Stored entries
** begin **

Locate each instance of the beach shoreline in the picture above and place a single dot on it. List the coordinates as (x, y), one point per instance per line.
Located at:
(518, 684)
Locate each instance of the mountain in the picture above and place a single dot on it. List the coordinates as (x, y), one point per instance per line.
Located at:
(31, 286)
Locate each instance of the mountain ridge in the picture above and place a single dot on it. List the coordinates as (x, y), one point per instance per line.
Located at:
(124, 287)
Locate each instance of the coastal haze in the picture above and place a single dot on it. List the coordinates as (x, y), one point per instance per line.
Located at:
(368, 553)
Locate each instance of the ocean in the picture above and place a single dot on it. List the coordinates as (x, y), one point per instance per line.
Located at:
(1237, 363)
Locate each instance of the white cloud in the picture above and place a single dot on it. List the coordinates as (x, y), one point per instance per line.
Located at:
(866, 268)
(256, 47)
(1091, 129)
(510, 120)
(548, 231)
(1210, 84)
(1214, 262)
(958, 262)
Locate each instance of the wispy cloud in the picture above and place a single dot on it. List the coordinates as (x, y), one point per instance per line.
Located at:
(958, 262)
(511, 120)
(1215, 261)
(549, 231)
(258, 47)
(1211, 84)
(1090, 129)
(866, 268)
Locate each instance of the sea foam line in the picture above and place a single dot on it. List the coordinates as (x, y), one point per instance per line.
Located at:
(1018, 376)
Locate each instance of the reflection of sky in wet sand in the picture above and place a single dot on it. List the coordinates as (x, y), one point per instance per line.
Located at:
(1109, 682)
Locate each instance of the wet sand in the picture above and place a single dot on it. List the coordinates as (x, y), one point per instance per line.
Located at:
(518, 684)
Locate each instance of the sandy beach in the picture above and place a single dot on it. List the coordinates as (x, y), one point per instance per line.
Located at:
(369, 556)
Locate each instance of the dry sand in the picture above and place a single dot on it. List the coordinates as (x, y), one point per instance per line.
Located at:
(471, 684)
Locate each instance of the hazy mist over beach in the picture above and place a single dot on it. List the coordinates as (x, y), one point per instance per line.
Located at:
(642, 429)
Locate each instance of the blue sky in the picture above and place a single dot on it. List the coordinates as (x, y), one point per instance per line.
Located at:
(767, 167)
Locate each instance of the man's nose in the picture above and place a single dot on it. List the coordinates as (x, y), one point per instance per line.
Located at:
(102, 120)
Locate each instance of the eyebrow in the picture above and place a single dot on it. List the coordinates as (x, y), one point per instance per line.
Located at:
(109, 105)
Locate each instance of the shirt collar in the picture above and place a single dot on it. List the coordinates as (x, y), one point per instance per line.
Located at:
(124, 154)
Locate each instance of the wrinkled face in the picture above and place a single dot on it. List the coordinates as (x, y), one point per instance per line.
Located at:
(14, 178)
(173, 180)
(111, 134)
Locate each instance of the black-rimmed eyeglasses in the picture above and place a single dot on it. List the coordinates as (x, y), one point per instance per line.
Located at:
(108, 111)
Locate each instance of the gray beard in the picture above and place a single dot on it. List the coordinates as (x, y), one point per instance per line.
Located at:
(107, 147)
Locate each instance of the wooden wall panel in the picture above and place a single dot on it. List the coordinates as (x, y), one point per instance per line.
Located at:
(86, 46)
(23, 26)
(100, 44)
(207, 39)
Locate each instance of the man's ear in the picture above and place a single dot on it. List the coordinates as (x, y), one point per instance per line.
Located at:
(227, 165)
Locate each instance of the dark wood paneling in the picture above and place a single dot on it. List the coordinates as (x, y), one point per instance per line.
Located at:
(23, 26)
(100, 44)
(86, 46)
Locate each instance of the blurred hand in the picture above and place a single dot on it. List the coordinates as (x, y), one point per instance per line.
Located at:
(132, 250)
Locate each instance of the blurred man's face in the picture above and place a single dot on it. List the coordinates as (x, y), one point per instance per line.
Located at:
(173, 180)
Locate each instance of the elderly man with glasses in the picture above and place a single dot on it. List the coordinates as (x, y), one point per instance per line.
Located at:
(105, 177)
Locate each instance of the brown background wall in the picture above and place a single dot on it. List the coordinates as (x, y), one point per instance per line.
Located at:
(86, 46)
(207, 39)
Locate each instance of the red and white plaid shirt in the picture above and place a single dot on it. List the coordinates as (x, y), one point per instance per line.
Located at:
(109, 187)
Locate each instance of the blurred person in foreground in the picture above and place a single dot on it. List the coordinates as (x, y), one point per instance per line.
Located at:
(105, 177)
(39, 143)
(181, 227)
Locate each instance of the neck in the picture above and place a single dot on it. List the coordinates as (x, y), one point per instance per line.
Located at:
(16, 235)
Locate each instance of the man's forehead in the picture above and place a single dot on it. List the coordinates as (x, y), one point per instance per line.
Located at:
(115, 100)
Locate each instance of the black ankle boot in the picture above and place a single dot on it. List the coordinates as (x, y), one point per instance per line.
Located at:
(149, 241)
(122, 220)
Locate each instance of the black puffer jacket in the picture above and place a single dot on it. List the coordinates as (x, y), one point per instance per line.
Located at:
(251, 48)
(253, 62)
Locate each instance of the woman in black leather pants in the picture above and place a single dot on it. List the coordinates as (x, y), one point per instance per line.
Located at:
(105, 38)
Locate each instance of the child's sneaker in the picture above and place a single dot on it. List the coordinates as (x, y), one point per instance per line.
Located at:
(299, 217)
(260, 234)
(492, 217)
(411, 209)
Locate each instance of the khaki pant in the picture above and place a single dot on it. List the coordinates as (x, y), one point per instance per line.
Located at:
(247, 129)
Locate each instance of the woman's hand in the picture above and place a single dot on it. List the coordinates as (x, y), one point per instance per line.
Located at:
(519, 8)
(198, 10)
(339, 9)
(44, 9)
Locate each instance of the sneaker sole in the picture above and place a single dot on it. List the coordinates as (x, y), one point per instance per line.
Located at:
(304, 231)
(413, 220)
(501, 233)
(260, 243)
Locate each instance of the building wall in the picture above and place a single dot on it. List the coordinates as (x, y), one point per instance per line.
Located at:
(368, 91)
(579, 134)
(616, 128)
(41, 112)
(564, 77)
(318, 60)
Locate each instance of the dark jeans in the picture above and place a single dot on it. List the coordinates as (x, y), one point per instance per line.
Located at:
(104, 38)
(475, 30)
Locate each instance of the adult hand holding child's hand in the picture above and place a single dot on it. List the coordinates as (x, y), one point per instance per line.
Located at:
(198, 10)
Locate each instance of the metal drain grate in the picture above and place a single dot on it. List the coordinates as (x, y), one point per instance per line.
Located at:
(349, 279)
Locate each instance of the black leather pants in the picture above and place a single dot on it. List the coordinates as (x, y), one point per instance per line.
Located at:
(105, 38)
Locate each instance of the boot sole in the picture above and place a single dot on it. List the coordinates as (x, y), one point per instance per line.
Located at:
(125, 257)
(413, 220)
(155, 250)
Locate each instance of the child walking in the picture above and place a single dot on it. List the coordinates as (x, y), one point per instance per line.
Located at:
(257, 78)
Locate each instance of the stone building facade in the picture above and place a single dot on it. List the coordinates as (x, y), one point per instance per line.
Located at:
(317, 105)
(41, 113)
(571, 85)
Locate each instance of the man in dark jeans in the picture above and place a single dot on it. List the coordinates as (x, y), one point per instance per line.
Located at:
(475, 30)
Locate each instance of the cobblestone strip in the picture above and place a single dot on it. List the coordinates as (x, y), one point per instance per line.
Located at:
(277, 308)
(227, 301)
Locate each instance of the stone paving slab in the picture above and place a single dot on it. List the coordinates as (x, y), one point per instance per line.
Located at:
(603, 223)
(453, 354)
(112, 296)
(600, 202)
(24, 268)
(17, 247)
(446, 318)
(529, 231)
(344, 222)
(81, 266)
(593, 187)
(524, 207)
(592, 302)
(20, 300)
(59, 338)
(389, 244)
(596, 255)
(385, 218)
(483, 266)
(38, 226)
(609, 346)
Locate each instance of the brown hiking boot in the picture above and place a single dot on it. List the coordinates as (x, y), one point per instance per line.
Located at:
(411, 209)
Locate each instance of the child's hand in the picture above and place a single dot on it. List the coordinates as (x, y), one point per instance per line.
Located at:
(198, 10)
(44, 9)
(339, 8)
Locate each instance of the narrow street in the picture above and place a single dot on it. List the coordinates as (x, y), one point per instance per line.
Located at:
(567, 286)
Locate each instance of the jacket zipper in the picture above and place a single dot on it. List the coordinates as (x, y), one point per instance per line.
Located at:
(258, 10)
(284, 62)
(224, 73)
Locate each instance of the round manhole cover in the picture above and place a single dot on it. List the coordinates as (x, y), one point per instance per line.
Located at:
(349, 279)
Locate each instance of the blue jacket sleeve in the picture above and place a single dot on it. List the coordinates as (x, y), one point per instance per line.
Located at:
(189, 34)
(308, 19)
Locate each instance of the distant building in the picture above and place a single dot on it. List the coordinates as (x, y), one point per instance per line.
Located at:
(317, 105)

** end **
** begin **

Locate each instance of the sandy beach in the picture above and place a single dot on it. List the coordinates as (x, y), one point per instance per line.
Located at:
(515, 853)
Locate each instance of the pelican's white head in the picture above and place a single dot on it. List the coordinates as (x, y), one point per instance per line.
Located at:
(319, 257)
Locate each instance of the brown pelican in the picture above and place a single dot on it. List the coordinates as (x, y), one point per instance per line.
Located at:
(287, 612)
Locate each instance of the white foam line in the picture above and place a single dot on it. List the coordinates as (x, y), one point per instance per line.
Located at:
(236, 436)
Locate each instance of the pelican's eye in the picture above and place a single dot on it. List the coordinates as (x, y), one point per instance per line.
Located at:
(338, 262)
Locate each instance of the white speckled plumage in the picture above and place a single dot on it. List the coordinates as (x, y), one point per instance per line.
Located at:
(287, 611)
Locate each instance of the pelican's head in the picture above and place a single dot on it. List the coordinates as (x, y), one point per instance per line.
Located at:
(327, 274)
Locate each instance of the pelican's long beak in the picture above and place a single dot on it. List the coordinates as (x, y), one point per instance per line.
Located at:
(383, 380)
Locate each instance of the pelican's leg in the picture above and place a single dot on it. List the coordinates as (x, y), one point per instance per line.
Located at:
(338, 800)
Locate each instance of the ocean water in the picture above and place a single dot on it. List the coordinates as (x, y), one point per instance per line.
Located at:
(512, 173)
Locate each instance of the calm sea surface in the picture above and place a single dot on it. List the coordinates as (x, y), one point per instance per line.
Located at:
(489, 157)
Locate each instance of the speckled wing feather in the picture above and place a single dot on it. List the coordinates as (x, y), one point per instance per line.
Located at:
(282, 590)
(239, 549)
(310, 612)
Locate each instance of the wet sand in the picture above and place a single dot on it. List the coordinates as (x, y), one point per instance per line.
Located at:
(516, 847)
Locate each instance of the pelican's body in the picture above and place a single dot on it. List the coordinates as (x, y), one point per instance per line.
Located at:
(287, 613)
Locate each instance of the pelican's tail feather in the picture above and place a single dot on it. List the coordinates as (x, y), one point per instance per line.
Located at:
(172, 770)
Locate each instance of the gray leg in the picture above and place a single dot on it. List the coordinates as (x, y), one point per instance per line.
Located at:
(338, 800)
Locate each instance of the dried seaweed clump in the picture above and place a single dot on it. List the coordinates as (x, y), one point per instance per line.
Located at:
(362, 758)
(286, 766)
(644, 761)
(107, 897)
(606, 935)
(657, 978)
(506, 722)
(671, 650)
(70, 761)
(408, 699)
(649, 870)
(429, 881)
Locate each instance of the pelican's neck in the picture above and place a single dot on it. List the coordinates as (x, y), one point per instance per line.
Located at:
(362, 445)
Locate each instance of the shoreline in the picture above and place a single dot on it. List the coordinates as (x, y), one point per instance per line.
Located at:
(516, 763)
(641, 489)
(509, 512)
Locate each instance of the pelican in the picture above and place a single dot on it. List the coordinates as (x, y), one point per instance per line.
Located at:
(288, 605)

** end **
** begin **

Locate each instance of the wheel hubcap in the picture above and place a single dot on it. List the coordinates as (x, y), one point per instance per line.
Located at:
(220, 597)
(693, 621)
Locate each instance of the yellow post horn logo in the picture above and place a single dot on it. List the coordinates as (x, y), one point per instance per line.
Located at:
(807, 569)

** end **

Pull out each line of the records that contains the word "blue" and list those lines.

Locate each instance of the blue sky in the picture above and place a single dot on it. List the coordinates as (x, y), one point per instance per line.
Locate each instance of the blue jacket sleeve in the picture above and place a single dot on it. List the coordinates as (x, y), one point per instance per line.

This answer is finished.